▶ [What to produce]: Return all of the records below word for word, keeping every line unchanged and in the same order.

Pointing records
[start]

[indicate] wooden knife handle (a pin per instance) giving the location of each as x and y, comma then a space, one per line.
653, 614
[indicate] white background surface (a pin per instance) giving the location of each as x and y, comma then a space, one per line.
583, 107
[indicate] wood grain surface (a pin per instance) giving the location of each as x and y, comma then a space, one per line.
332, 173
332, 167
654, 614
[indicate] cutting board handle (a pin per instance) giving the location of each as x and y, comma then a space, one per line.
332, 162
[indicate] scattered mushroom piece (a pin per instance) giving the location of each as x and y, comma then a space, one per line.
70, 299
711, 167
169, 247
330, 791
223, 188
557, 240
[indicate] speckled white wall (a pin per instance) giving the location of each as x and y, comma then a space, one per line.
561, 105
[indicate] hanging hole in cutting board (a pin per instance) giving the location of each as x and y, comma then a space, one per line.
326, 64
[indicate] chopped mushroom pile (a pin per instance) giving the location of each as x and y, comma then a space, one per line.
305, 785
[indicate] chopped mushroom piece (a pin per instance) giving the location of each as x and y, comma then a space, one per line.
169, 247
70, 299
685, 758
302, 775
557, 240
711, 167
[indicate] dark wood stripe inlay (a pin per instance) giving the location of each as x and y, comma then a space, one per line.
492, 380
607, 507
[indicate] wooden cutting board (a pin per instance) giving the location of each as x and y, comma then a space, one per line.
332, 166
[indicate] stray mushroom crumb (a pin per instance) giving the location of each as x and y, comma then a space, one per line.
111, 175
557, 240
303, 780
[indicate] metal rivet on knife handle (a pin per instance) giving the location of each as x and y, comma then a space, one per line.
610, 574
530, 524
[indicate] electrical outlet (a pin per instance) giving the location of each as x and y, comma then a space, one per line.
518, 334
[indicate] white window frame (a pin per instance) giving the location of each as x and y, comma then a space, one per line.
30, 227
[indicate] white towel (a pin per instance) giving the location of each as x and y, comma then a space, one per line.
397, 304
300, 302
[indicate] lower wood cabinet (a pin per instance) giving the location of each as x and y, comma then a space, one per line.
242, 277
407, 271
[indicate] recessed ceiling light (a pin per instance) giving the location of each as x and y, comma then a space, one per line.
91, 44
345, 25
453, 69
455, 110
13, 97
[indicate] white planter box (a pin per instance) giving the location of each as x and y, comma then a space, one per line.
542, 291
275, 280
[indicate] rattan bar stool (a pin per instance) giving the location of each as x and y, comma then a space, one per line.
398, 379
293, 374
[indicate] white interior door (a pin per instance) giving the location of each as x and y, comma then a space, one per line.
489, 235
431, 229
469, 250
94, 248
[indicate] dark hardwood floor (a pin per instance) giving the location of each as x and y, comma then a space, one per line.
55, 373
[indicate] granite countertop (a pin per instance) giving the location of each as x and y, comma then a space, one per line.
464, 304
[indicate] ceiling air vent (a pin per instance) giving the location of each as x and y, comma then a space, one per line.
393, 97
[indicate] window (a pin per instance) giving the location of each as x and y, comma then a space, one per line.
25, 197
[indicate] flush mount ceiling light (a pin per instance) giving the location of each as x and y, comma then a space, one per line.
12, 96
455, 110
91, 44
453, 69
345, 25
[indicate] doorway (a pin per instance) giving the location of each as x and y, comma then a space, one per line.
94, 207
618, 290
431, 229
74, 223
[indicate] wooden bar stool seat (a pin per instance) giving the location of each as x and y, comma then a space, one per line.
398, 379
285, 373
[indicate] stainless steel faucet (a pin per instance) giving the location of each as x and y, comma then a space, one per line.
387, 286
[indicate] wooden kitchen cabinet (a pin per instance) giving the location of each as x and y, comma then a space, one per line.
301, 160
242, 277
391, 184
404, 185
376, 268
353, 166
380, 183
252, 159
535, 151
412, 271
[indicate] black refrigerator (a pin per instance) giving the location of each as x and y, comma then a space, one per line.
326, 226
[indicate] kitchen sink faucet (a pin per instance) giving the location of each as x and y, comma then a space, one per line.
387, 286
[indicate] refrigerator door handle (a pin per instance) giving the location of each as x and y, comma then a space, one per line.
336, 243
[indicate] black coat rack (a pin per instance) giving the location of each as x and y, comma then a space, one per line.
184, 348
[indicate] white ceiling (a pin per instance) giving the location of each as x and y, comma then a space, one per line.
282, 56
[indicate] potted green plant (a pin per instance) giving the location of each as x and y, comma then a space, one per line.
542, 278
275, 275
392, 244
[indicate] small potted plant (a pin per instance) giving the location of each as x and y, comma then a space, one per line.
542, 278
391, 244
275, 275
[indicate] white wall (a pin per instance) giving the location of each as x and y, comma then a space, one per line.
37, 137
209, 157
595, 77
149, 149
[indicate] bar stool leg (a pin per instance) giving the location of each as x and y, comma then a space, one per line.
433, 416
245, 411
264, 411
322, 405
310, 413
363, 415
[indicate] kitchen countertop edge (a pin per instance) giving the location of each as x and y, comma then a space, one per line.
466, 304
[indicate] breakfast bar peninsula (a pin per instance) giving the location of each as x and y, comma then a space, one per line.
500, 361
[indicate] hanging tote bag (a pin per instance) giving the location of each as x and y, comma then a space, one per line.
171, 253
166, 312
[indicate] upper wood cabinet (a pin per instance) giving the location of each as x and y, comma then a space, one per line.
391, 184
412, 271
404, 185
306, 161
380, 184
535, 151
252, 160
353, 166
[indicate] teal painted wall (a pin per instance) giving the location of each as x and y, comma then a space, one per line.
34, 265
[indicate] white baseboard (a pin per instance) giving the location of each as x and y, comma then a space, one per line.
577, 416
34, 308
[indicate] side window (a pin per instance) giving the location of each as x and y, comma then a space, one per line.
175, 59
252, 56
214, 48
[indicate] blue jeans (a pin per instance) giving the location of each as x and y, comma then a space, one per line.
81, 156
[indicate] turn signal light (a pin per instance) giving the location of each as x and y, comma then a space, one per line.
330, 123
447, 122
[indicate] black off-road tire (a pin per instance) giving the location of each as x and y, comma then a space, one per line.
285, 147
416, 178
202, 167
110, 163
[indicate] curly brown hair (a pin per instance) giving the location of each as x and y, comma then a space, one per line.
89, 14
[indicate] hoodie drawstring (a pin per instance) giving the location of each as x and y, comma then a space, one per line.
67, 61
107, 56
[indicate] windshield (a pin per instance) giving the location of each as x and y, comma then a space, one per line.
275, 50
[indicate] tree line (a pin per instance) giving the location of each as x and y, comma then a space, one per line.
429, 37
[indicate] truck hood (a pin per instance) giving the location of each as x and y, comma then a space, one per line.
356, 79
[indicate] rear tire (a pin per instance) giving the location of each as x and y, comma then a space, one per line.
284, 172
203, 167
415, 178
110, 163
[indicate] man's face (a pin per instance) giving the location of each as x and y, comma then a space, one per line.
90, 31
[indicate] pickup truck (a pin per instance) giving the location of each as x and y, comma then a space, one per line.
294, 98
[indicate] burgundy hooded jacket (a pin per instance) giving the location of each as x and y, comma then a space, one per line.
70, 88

[end]

▶ [The answer]:
[indicate] wooden knife handle (a pin per instance) giving the location of each as x and y, comma then a space, one per line.
653, 614
[indicate] white background surface (a pin per instance) giving the location of each as x and y, comma then a space, one per line.
583, 107
[indicate] wood grain surface (a pin per instance) giving the location of each as x and y, comma then a space, one per line.
332, 173
332, 167
654, 614
[indicate] cutting board handle (a pin per instance) giving the location of each as x and y, comma then a space, one per line.
332, 162
[indicate] scattered mushroom piece (a pin per instance) giving the location of each as x and y, comma then a space, one per line.
70, 299
711, 167
169, 247
330, 791
223, 188
557, 240
[indicate] speckled white wall (a pin per instance) giving the location of each as x and y, comma then a space, one per line.
561, 105
[indicate] hanging hole in cutting board (a pin per instance) giving the location of each as x and y, comma then a space, one per line.
326, 64
[indicate] chopped mushroom pile (a pin per instance) giving the location of each as x and y, comma then a space, one per line.
305, 785
[indicate] chopped mushroom piece (a pin per instance) giving the location of each as x and y, comma then a space, one per line.
169, 247
70, 299
685, 758
302, 775
557, 240
711, 167
[indicate] dark wood stripe inlay (a pin per instance) giving the location of each as x and y, comma then a space, one per line.
492, 380
607, 507
[indicate] wooden cutting board (a pin per instance) giving the location of each as x and y, comma then a space, one per line.
332, 166
[indicate] stray mushroom crumb (a pin per instance) giving the location of each as x and y, comma then a space, one per line.
111, 175
557, 240
303, 780
[indicate] metal rivet on knife handle (a pin per instance) giving the location of each as x and y, comma then a space, one per line.
610, 574
530, 524
[indicate] electrical outlet (a pin per instance) giving the location of each as x and y, comma then a space, one per line.
518, 334
[indicate] white window frame (a pin per instance) giving the location of each as x and y, comma then a space, one per line.
30, 227
[indicate] white towel (a pin per instance) giving the location of each as x and y, comma then a space, one per line.
397, 304
300, 302
[indicate] lower wood cabinet (a pin per instance) giving the location of each as x and y, comma then a space, one per line.
242, 277
407, 271
[indicate] recessed ceiling light (a pin per instance) giving the location of each as x and y, comma then a space, one per line.
91, 44
345, 25
453, 69
455, 110
13, 97
[indicate] white planter box (a pin per instance) giving the location of each as x and y, comma then a space, one per line.
542, 291
275, 280
[indicate] rattan bar stool (a pin per instance) giving the location of each as x and y, comma then a space, one per line.
398, 379
293, 374
[indicate] white interior door (a pin per instance) giving the location of each as x and y, comma then a space, one per line.
489, 235
431, 229
469, 250
94, 248
[indicate] dark hardwood floor (a pin per instance) giving the location of each as x and y, comma then a space, one per line.
55, 373
[indicate] granite countertop (a pin per instance) giving the location of each as x and y, comma then a space, one per line.
464, 304
[indicate] ceiling air vent (a pin per instance) giving the location of each as x and y, comma then a space, one per line.
393, 97
[indicate] window (a pin per instance) giving the location of each as x and y, comma then a space, one per line.
25, 197
[indicate] flush mount ceiling light (a pin per instance) giving the location of each as x and y, comma then a space, one per line.
12, 96
455, 110
91, 44
453, 69
345, 25
[indicate] doorway (a pin per instance) giving the location of each as x and y, comma then a space, one per line.
94, 207
618, 290
431, 229
74, 223
[indicate] wooden bar stool seat (a pin per instance) giving the location of each as x and y, comma then a space, one per line.
398, 379
285, 373
[indicate] stainless steel faucet (a pin per instance) giving the location of each as x and y, comma then a space, one per line.
387, 286
[indicate] wooden kitchen cabinet (a pin per instance) giving the location of each as x and y, comma then a space, one per line.
301, 160
242, 277
391, 184
404, 185
376, 268
353, 166
380, 183
252, 159
535, 151
412, 271
[indicate] black refrigerator (a pin per instance) giving the location of each as x and y, comma then a space, one per line.
326, 226
[indicate] kitchen sink faucet (a pin per instance) giving the location of each as x and y, comma then a space, one per line.
387, 286
[indicate] refrigerator door handle (a pin per instance) giving the location of each as x and y, comma then a space, one per line.
336, 243
[indicate] black coat rack (a pin per instance) giving the location of each as x and y, comma then a space, one per line.
184, 348
[indicate] white ceiling (a pin per instance) giving the location of each as x and y, comma then a space, one per line.
282, 56
[indicate] potted green plant (a pin per instance) giving the location of each as x and y, comma then a space, one per line.
542, 278
275, 275
392, 244
[indicate] small potted plant (a pin per instance) giving the location of each as x and y, comma then a space, one per line.
542, 278
391, 244
275, 275
[indicate] white wall (a pin per instance) giving the location of each as x and y, comma then a space, one per line.
37, 137
209, 157
595, 77
149, 149
[indicate] bar stool leg (a pin per instance) giving the location of each as x and y, comma then a space, one per line.
433, 416
245, 411
264, 411
322, 405
310, 413
363, 415
[indicate] kitchen countertop edge (a pin per instance) giving the location of each as x and y, comma then a space, one per line.
466, 304
[indicate] breakfast bar peninsula (a pin per instance) giving the location of each as x and y, comma then a space, one per line.
500, 361
[indicate] hanging tote bag (a pin per instance) giving the location of each as x and y, comma then a space, one per line.
171, 253
166, 312
[indicate] upper wood cabinet (a pin per instance) giving the location of each as x and y, comma then a space, one per line.
391, 184
412, 271
404, 185
306, 161
380, 184
535, 151
252, 160
353, 166
[indicate] teal painted wall (a pin per instance) giving the location of each as x and y, comma then a space, one per line.
34, 265
[indicate] white baseboard (a pin per instance) giving the location of each as x and y, comma then a space, one per line.
577, 416
34, 308
[indicate] side window (a pin per instance) giving the location of each as x and y, comma then a space, one per line.
175, 59
252, 56
214, 48
[indicate] blue jeans (a pin per instance) giving the location of each as x and y, comma then a space, one per line.
81, 156
[indicate] turn signal light (a pin per instance) giving the location of each as x and y, comma then a space, one per line.
330, 123
447, 122
[indicate] black off-road tire (a pin per instance) giving the location of each as x and y, comma then a space, one per line.
285, 147
416, 178
202, 167
110, 163
[indicate] curly brown hair (a pin per instance) giving the location of each as x and y, comma then a space, one per line.
89, 14
[indicate] hoodie drawstring (a pin per instance) giving the location of each as x and y, comma then a space, one per line.
67, 61
107, 56
[indicate] windshield (a pin per instance) giving the location of each as x and y, comma then a space, one per line.
275, 50
[indicate] tree line (a pin per instance) giving the location of each as x and y, comma then a space, one per line.
429, 37
[indicate] truck hood (a pin per instance) giving the location of each as x and y, comma then a space, one per line.
356, 79
[indicate] rear tire (a pin per instance) giving the location of each as x and y, comma then a space, one per line.
284, 172
203, 167
415, 178
110, 163
[indicate] man's face (a pin per instance) giving the location of each as x and y, comma then a space, one per line.
90, 31
[indicate] pickup truck (a pin per instance) giving the location of each as x and y, comma then a space, one per line.
294, 98
[indicate] burgundy hooded jacket (a pin per instance) giving the location of each as x and y, comma then a space, one per line.
70, 88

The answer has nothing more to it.